Ressocializar encarcerados não é uma questão simplória. Pelo contrário, em face dos sistemas prisionais vigentes, é propósito bastante polêmico e difícil de alcançar. A ressocialização não é um processo de curtíssimo prazo nem imune às influências do meio.
O que é necessário para ressocializar encarcerados? Ressocializar no presídio é suficiente? Que tipo de sociedade está se desenvolvendo aqui do lado de fora do cárcere? O que as crianças, os adolescentes, os jovens estão aprendendo na convivência social cotidiana? Que valores, princípios e “comandos” estão sendo comunicados às pessoas em geral? Em que sociedade pretendemos conviver? Como estamos socializando as pessoas?
É imprescindível para ressocializar alguém preso, seja provisório seja condenado, reaprender a socializar pessoas entre nós “livres e lícitos”, ou seja, formar gente para conviver conosco na sociedade de liberdade, justiça e solidariedade que almejamos, ou seja, na sociedade segura que queremos.

★ ★ ★

_TAREFA_.
Reproduza o trecho sobre ressocialização de "Ressocializar encarcerados não" a "socializando as pessoas?", substituindo "encarcerados" por "detentos".

★ ★ ★

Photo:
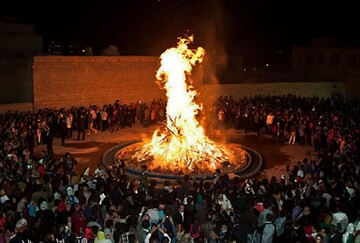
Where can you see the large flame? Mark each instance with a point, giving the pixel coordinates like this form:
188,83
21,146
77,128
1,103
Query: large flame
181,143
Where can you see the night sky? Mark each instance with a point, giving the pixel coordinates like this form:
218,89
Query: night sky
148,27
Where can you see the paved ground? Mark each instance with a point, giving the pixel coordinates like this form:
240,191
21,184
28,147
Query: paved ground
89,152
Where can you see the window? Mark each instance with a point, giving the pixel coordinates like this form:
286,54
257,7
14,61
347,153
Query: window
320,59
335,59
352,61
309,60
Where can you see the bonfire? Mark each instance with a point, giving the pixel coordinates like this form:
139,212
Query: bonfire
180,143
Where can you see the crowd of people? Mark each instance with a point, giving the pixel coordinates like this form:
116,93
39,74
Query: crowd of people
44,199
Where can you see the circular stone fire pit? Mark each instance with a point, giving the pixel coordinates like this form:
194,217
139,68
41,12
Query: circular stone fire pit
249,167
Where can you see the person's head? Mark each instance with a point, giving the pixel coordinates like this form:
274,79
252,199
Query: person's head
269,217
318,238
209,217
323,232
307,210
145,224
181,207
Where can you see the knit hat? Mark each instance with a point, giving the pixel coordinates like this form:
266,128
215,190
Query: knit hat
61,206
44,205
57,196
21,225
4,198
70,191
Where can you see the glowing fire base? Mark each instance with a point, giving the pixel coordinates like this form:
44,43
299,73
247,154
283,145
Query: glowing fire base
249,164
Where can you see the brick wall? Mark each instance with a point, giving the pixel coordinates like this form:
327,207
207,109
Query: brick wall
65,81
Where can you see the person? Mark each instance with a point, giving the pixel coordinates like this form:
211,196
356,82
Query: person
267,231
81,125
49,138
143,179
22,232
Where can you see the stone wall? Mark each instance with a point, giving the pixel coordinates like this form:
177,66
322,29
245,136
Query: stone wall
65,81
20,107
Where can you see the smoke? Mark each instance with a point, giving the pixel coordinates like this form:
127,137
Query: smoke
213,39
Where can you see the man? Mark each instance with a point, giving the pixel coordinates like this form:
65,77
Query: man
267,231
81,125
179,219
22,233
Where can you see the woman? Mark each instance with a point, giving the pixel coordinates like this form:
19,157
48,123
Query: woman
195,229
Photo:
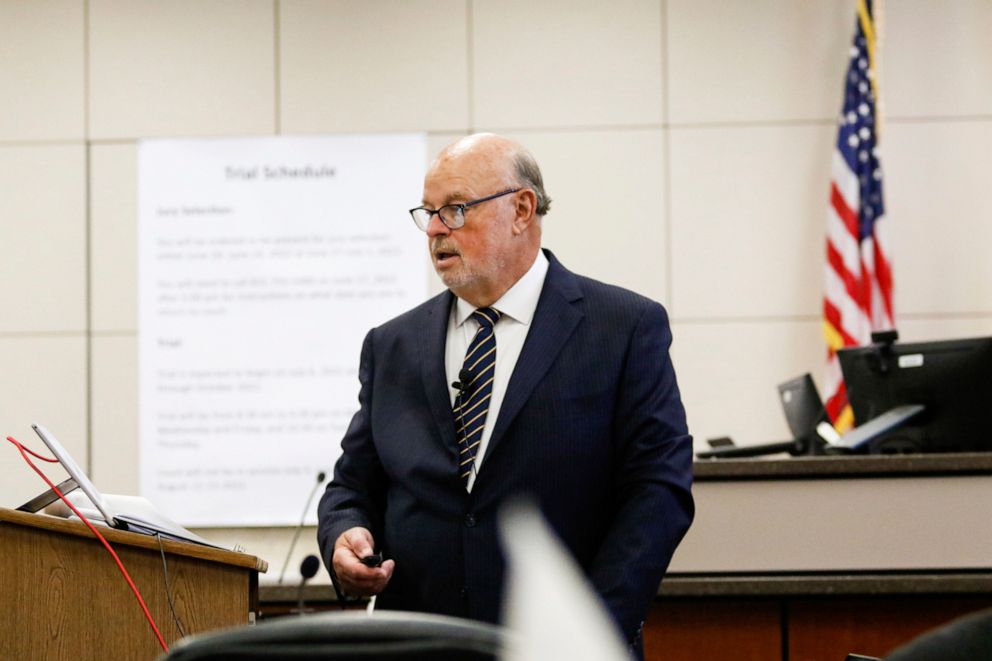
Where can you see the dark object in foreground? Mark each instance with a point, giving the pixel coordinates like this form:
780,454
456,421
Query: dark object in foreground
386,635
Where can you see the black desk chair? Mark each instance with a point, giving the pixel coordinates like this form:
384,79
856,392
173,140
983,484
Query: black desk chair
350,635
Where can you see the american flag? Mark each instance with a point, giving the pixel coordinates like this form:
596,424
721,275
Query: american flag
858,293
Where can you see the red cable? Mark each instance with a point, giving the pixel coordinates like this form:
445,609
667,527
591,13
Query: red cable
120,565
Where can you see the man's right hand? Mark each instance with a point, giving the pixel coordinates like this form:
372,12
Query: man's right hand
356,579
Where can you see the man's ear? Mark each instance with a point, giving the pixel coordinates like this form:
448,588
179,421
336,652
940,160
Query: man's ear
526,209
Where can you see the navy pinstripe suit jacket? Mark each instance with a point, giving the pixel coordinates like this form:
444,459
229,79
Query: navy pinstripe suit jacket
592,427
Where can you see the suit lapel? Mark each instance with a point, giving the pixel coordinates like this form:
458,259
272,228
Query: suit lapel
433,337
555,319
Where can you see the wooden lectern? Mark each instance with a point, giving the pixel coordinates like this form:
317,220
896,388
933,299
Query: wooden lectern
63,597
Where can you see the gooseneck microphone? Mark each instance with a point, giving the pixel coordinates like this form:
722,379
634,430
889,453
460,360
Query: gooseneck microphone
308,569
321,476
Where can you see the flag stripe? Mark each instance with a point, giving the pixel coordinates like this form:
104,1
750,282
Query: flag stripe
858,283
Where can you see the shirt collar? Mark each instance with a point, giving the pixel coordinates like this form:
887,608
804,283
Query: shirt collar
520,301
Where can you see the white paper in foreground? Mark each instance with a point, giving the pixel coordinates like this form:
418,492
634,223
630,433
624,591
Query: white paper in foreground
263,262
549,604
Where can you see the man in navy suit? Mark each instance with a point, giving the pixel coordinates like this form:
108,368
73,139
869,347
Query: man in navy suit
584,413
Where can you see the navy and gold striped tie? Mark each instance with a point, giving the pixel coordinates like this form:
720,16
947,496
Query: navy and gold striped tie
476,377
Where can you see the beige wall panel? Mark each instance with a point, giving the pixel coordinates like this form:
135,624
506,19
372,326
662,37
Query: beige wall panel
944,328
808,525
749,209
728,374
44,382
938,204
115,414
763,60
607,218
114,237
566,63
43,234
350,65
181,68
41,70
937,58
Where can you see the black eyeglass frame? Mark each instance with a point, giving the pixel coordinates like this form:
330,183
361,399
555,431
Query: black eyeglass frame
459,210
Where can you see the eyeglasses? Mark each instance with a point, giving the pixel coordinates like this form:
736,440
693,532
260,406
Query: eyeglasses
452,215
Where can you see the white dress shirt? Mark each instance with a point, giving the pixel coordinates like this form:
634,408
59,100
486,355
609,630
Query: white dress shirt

★ ★ ★

_RESPOSTA_.
Ressocializar detentos não é uma questão simplória. Pelo contrário, em face dos sistemas prisionais vigentes, é propósito bastante polêmico e difícil de alcançar. A ressocialização não é um processo de curtíssimo prazo nem imune às influências do meio.
O que é necessário para ressocializar detentos? Ressocializar no presídio é suficiente? Que tipo de sociedade está se desenvolvendo aqui do lado de fora do cárcere? O que as crianças, os adolescentes, os jovens estão aprendendo na convivência social cotidiana? Que valores, princípios e “comandos” estão sendo comunicados às pessoas em geral? Em que sociedade pretendemos conviver? Como estamos socializando as pessoas?